▶ **The request**
Update the lines from the one holding "target: red tomato" through the one holding "210 148 L 219", inclusive, by putting "ripe tomato" in place of "red tomato" and keeping everything else the same. Give back only those lines.
-- BEGIN Stored data --
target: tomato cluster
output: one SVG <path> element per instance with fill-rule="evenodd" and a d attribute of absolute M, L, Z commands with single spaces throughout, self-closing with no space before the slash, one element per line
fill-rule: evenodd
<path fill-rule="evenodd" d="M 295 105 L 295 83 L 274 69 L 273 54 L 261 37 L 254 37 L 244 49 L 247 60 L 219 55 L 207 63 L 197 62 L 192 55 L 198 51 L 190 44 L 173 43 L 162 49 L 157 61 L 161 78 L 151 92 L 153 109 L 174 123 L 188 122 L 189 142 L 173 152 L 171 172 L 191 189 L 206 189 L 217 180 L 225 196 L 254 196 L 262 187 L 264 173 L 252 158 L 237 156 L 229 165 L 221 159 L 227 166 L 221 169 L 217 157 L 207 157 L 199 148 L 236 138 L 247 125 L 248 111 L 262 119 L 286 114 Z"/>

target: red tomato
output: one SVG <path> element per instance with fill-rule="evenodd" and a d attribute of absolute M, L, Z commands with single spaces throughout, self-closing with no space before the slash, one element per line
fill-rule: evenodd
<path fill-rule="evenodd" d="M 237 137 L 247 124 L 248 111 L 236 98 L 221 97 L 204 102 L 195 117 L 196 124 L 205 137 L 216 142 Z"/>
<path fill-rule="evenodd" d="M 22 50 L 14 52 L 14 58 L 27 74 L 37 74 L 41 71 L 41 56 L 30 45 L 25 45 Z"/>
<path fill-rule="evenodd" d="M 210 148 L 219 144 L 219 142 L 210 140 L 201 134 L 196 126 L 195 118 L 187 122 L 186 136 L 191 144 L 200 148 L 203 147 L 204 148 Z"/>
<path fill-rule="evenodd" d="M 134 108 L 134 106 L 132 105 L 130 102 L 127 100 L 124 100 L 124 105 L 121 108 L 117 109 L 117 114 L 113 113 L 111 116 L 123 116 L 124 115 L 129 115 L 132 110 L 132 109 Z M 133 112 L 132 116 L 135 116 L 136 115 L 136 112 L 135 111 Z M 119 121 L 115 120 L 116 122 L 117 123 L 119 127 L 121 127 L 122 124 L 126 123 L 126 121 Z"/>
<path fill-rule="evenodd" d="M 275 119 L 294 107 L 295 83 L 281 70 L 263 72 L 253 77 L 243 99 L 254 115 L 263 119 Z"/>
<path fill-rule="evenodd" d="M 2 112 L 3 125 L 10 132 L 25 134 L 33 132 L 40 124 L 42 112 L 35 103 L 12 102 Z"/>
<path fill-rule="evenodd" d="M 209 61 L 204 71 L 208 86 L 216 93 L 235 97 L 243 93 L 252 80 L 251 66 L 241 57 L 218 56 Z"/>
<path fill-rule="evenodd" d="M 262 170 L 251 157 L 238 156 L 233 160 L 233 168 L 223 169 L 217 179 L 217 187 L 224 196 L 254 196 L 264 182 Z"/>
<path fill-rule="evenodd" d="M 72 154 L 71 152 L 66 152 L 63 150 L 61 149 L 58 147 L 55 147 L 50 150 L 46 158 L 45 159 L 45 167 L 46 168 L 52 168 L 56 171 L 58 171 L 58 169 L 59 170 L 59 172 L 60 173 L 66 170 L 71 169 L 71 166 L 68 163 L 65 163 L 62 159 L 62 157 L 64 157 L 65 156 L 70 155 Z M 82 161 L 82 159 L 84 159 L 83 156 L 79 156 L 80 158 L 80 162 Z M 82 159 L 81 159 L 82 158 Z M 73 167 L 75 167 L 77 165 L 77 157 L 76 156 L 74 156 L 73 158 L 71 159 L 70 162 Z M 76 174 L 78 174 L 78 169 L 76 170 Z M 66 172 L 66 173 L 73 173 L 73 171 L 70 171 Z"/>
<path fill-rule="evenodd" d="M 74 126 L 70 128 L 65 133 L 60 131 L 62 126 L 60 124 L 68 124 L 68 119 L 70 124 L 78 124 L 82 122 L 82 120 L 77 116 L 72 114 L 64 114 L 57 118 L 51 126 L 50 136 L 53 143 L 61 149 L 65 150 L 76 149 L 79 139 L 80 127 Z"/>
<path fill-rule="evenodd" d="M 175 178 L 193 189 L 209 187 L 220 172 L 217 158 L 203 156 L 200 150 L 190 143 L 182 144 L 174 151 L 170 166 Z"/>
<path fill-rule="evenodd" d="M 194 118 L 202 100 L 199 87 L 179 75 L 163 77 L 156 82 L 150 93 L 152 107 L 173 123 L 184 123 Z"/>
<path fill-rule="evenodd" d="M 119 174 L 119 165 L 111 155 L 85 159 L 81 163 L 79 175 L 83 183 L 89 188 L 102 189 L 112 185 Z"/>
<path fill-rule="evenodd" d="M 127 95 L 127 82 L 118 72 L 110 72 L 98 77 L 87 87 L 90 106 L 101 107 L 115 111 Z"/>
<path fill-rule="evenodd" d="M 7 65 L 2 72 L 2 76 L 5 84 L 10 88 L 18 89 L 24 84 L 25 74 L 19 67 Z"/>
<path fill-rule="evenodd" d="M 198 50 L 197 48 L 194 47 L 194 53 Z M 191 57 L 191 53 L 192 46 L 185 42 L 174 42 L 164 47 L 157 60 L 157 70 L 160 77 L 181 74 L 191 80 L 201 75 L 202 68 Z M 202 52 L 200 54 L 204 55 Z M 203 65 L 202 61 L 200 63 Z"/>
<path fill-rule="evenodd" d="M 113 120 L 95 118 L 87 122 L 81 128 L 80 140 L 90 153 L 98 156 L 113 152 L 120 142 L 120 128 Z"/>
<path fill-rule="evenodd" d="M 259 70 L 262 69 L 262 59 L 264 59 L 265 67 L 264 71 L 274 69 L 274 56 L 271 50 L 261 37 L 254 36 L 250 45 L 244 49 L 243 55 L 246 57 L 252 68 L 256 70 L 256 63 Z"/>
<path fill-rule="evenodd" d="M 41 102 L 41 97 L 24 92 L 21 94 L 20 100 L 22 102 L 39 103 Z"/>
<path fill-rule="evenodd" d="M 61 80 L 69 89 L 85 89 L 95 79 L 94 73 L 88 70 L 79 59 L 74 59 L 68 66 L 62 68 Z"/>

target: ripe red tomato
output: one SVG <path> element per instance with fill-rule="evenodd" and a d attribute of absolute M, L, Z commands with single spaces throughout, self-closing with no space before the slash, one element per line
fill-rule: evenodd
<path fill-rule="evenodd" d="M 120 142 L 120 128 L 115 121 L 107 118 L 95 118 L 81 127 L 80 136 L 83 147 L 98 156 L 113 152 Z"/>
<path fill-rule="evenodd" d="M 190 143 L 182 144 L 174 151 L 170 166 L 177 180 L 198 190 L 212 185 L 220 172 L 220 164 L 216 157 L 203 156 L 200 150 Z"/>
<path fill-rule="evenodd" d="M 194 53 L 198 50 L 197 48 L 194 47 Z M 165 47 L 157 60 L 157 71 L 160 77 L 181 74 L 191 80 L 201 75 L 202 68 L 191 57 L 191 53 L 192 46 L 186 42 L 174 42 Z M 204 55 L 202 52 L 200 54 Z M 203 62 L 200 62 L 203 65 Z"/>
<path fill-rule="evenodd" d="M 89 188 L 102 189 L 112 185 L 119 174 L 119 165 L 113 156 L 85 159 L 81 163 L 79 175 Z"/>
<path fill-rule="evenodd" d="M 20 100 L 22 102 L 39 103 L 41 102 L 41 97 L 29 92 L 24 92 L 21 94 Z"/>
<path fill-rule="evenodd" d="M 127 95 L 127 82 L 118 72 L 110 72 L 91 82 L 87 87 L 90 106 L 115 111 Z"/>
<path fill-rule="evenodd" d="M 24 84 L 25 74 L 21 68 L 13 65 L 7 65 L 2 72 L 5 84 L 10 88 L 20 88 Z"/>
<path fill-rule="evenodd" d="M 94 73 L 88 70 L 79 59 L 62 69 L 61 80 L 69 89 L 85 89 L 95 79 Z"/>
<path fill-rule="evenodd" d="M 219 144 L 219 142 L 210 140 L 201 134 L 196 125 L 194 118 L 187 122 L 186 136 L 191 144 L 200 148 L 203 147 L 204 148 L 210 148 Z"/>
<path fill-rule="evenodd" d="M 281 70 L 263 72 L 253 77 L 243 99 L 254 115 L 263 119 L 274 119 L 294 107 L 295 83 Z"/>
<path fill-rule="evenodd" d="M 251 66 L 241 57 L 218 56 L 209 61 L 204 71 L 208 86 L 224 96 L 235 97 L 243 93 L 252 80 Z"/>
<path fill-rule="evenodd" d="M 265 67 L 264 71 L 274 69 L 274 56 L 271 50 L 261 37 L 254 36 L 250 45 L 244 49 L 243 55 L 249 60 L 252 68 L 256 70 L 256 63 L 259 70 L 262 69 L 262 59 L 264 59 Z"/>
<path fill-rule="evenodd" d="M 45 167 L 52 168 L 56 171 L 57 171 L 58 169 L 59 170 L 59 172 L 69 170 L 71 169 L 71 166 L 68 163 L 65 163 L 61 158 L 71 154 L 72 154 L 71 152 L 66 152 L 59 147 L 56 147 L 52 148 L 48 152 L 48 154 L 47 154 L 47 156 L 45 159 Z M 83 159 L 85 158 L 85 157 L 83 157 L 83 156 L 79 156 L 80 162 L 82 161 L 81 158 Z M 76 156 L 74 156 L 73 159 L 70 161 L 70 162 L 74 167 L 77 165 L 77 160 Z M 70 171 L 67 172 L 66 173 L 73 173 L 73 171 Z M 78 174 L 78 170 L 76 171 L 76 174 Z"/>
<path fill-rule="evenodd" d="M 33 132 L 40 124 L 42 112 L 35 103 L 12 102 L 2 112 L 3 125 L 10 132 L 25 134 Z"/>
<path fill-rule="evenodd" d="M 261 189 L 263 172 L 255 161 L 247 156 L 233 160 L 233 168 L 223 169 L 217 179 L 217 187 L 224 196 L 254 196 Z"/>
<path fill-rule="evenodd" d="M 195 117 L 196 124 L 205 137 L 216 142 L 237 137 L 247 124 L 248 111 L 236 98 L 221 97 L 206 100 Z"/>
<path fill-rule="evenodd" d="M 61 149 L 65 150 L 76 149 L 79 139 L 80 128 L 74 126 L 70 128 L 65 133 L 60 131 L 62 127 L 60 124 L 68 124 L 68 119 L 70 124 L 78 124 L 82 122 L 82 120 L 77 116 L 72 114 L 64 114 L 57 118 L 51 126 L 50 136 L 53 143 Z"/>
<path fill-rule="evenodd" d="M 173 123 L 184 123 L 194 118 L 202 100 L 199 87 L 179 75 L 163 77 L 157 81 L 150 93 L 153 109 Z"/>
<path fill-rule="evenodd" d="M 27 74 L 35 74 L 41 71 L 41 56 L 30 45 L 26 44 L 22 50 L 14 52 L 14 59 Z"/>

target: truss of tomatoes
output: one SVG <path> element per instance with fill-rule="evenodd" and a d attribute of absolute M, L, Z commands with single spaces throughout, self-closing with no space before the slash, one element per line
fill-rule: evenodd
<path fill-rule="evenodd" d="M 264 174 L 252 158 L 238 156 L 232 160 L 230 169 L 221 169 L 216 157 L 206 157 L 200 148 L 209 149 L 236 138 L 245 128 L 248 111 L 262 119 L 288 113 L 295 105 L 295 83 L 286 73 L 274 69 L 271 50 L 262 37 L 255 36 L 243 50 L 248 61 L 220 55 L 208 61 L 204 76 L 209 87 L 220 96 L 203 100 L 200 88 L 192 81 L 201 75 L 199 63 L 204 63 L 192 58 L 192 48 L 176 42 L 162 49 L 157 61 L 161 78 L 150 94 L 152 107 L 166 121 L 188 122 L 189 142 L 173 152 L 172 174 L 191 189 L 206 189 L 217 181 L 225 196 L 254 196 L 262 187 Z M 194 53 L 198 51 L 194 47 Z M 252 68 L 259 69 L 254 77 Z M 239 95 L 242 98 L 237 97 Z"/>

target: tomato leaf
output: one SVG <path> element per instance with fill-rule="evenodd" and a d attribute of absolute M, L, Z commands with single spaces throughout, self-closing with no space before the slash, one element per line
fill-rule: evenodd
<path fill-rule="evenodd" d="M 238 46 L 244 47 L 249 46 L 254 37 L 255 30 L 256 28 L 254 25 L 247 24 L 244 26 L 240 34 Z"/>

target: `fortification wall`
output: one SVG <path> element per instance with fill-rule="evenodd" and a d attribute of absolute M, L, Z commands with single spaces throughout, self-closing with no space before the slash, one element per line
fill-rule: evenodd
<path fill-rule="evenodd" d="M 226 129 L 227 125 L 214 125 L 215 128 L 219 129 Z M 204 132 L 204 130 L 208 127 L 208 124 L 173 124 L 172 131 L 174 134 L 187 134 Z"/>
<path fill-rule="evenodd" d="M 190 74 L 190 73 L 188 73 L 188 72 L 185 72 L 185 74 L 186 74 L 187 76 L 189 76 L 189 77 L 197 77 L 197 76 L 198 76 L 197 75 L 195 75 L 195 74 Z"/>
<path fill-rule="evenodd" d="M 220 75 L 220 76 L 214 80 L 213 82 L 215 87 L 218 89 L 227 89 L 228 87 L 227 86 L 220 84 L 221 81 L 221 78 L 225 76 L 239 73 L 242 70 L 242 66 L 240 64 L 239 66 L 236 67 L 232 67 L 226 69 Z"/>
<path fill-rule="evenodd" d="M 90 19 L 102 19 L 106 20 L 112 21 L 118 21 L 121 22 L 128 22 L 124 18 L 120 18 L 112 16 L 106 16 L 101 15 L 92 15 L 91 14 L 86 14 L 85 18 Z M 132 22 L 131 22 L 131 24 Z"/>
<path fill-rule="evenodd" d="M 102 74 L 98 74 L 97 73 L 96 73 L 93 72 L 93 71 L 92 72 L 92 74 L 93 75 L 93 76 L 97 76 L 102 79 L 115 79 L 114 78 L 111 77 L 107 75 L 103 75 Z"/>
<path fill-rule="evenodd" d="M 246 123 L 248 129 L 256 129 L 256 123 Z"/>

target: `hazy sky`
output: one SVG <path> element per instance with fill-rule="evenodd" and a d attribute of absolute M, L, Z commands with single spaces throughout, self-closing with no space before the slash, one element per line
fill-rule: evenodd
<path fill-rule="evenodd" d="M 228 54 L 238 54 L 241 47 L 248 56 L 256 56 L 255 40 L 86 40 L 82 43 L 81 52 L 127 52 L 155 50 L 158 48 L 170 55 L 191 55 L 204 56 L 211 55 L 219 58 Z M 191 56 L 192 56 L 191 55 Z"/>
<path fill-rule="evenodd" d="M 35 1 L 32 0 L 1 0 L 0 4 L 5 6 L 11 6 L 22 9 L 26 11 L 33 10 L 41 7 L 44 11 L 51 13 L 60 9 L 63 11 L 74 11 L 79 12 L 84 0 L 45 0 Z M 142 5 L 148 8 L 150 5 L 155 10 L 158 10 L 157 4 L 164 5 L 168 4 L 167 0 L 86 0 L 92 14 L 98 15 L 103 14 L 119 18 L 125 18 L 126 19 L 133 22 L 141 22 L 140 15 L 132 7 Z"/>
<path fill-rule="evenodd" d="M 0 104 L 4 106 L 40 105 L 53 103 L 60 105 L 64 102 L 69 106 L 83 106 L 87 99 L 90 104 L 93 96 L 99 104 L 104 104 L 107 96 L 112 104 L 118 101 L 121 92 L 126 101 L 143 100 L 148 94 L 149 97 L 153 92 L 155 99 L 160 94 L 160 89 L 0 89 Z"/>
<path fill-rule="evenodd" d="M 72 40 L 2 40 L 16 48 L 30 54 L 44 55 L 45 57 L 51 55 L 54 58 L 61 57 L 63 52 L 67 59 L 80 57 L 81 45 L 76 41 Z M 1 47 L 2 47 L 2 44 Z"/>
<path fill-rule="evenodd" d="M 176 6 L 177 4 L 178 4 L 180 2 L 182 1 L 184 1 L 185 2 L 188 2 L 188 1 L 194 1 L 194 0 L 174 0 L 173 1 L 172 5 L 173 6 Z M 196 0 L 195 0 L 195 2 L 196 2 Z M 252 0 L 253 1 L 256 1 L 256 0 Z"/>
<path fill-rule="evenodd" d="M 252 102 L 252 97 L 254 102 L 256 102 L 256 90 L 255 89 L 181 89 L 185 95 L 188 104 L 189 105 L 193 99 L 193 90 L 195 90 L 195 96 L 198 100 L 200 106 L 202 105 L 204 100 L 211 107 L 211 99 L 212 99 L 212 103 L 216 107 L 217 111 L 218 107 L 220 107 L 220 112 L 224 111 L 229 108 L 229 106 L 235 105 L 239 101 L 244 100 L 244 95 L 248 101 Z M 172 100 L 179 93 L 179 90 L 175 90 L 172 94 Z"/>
-- END Stored data --
▶ **Answer to this exercise**
target: ripe tomato
output: one SVG <path> element per instance with fill-rule="evenodd" and a d attribute of absolute M, L, Z commands with single spaces throughout, self-closing with no space before the slash, one element per line
fill-rule: evenodd
<path fill-rule="evenodd" d="M 237 137 L 247 124 L 248 111 L 236 98 L 221 97 L 204 102 L 195 117 L 196 124 L 205 137 L 216 142 Z"/>
<path fill-rule="evenodd" d="M 22 50 L 14 52 L 14 58 L 27 74 L 37 74 L 41 71 L 41 56 L 30 45 L 25 45 Z"/>
<path fill-rule="evenodd" d="M 210 148 L 219 144 L 219 142 L 210 140 L 201 134 L 196 126 L 195 118 L 187 122 L 186 136 L 191 144 L 200 148 L 203 147 L 204 148 Z"/>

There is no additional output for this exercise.